What the task requires>
Count the lines of the material below that contain the string "hair", matching case exactly, and reply with the number alone.
============
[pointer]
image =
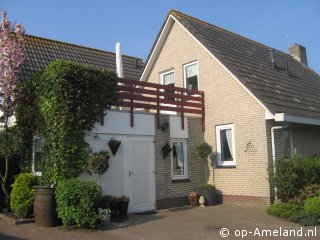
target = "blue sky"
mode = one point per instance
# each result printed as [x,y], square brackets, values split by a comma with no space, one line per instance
[101,23]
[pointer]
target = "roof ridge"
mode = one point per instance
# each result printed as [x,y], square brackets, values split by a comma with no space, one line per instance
[81,46]
[225,30]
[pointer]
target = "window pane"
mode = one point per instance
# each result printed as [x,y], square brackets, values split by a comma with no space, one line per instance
[37,155]
[177,158]
[168,79]
[37,162]
[191,76]
[226,145]
[37,145]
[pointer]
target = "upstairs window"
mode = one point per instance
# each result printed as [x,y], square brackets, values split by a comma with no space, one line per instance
[225,145]
[179,159]
[191,76]
[36,163]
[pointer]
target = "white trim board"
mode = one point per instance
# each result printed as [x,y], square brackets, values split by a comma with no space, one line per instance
[284,117]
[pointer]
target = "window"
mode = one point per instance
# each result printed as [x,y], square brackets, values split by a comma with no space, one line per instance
[191,76]
[36,163]
[225,145]
[167,79]
[179,159]
[287,152]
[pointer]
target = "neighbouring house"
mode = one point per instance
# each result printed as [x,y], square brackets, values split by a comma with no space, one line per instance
[41,51]
[200,84]
[261,104]
[138,161]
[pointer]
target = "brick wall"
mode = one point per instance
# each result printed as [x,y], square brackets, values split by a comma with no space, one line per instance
[170,193]
[226,102]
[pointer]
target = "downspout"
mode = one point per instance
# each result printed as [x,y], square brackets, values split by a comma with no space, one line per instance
[273,142]
[274,149]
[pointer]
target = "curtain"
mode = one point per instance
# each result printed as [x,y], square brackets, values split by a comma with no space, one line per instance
[229,140]
[191,70]
[168,79]
[179,149]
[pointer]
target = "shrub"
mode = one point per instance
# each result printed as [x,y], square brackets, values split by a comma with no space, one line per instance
[309,221]
[312,207]
[285,210]
[292,176]
[99,162]
[77,202]
[23,194]
[306,193]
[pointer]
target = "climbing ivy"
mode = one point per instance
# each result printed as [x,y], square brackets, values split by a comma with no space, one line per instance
[69,98]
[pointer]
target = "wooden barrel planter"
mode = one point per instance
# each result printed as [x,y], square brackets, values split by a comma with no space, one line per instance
[45,207]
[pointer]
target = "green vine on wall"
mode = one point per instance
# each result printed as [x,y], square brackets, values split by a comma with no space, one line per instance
[69,99]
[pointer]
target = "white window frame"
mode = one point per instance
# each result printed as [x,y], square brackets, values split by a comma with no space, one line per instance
[165,73]
[37,137]
[185,75]
[185,165]
[218,131]
[162,83]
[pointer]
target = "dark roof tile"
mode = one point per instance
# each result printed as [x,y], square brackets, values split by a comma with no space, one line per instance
[295,93]
[40,52]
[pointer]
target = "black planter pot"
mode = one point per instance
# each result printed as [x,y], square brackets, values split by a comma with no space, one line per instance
[114,207]
[114,146]
[123,209]
[45,207]
[211,196]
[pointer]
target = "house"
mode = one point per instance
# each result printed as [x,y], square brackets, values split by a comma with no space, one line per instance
[261,105]
[133,169]
[41,51]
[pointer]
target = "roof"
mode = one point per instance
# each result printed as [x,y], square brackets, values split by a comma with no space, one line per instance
[41,51]
[295,93]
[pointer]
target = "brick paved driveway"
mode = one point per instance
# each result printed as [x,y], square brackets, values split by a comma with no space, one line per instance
[180,223]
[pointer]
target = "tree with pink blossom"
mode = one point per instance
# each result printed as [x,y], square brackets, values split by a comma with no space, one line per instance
[12,54]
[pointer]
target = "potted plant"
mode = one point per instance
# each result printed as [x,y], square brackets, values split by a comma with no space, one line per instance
[193,199]
[114,207]
[203,151]
[208,191]
[99,163]
[105,216]
[105,202]
[114,145]
[123,207]
[45,206]
[166,149]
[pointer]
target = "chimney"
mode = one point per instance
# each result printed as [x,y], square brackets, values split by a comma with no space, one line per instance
[299,53]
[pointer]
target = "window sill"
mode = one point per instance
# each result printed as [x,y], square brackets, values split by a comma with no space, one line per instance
[180,180]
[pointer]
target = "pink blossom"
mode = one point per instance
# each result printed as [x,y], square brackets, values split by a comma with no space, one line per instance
[11,57]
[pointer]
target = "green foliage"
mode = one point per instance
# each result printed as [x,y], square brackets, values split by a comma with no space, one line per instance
[305,193]
[203,150]
[60,104]
[23,194]
[285,210]
[312,207]
[9,142]
[308,221]
[77,202]
[291,176]
[29,120]
[99,162]
[207,186]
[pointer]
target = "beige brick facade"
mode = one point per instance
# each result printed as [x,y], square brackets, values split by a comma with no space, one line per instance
[174,192]
[226,102]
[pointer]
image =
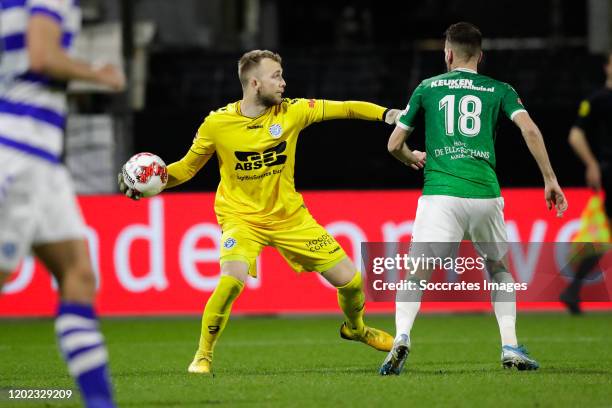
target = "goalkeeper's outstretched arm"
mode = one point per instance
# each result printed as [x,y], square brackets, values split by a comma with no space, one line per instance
[358,110]
[184,169]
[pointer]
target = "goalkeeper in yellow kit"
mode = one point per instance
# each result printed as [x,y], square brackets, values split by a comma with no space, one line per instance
[256,203]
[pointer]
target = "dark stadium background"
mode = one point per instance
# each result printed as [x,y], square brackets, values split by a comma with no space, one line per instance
[361,50]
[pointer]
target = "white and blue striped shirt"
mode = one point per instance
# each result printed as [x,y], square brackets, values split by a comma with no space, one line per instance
[32,106]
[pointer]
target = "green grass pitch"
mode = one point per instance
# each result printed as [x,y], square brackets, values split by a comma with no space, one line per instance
[267,361]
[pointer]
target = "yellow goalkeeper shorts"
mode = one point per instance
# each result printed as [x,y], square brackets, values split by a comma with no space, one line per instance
[304,244]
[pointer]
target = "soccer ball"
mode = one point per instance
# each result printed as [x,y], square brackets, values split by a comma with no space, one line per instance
[145,173]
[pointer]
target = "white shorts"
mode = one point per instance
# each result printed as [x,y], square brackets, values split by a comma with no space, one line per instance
[441,218]
[37,206]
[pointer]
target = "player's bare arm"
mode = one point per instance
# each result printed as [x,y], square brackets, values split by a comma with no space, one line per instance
[533,137]
[47,56]
[577,139]
[398,148]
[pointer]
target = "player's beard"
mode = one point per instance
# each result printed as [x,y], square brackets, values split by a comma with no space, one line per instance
[266,100]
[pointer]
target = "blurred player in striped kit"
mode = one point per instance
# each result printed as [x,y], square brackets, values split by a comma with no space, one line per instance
[38,209]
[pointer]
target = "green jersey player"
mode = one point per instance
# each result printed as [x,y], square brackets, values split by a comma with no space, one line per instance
[461,195]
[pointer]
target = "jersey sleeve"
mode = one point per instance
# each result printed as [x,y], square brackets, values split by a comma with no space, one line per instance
[511,103]
[203,142]
[408,116]
[307,111]
[583,119]
[55,9]
[317,110]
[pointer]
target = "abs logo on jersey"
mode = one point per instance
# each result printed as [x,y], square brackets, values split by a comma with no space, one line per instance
[255,160]
[229,243]
[9,250]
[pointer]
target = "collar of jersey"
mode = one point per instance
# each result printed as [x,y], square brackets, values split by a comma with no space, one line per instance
[239,111]
[465,70]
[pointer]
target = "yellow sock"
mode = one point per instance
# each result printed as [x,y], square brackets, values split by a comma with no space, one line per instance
[216,313]
[352,302]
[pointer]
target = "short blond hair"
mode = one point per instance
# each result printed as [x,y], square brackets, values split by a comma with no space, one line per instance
[251,60]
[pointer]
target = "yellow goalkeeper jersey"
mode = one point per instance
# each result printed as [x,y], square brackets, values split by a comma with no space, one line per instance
[257,155]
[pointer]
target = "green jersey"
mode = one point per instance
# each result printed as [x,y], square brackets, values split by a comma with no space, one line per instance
[461,109]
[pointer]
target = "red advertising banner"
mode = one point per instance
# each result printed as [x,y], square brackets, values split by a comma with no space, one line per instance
[159,256]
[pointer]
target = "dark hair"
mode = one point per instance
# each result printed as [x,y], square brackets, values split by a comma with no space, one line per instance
[251,60]
[466,39]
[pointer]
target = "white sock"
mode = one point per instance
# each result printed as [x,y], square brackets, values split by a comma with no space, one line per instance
[405,313]
[505,312]
[504,304]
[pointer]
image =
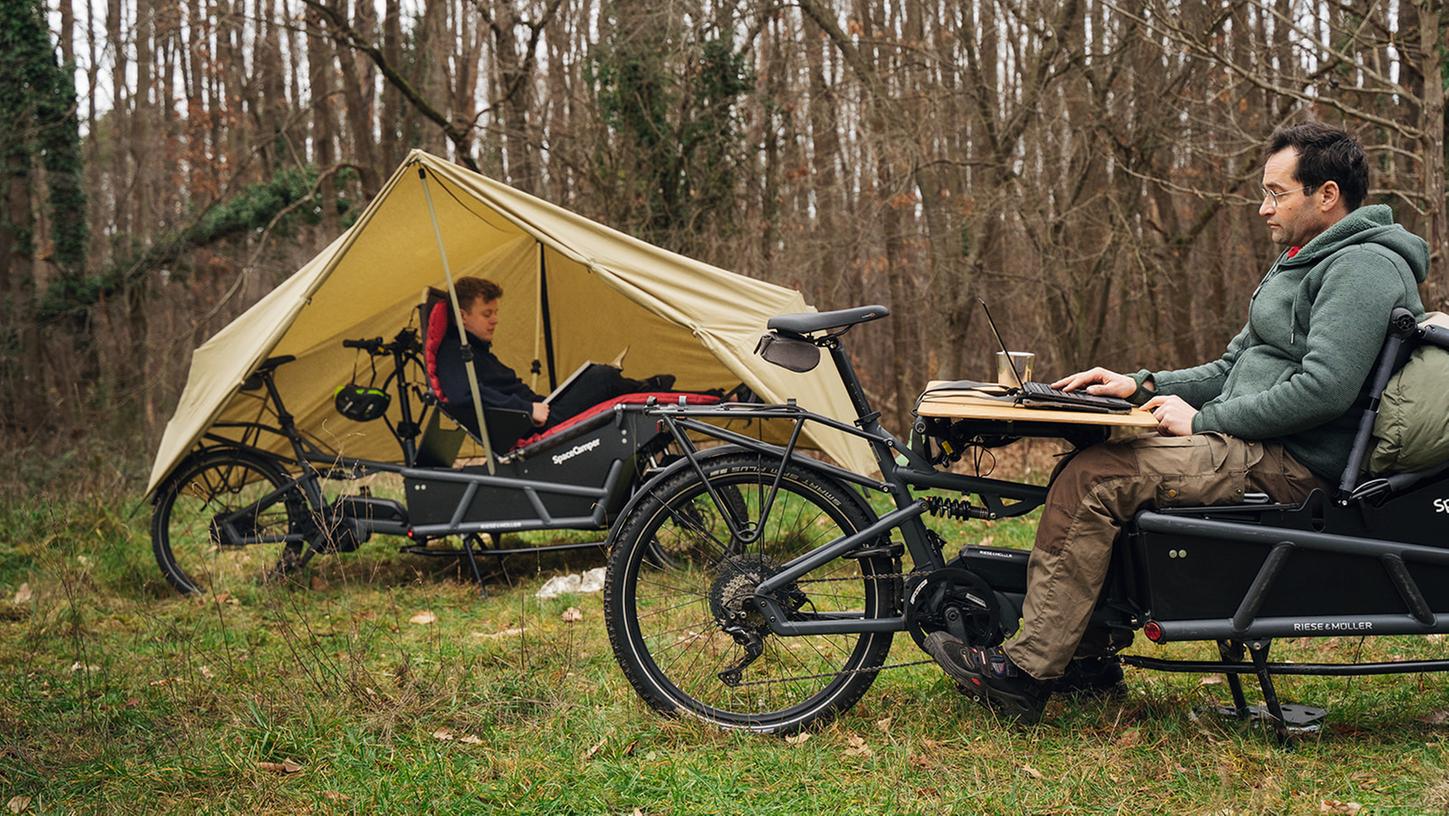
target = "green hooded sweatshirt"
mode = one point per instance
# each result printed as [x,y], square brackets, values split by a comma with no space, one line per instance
[1314,328]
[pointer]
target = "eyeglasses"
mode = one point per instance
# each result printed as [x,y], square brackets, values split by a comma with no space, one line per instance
[1275,196]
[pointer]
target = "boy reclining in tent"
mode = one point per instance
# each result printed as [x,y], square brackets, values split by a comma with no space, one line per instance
[500,387]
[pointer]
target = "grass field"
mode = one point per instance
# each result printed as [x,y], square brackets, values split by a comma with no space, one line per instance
[119,696]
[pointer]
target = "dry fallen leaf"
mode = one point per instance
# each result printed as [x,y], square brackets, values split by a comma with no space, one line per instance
[858,747]
[596,748]
[284,767]
[496,635]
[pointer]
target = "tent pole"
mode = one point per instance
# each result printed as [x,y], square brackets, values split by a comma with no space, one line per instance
[538,319]
[548,325]
[462,332]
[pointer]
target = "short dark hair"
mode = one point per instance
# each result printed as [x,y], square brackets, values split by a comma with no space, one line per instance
[1326,154]
[471,289]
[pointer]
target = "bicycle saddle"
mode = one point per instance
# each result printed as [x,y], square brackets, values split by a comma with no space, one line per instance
[810,322]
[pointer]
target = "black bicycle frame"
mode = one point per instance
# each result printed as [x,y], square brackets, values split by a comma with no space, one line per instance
[902,468]
[307,457]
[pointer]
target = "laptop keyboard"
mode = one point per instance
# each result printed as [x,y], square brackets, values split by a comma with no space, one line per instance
[1044,392]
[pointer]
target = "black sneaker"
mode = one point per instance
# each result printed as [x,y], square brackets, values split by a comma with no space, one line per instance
[990,677]
[1097,677]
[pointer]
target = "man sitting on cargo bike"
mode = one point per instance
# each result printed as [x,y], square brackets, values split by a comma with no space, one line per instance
[1275,415]
[499,386]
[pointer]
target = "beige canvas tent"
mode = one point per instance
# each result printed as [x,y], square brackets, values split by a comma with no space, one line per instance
[604,292]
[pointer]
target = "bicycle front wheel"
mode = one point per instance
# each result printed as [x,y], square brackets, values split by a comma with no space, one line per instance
[225,522]
[684,628]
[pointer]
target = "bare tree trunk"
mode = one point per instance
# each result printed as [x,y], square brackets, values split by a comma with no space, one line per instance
[1432,144]
[320,76]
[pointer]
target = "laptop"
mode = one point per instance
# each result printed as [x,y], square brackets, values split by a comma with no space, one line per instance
[584,367]
[1044,396]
============
Complete answer>
3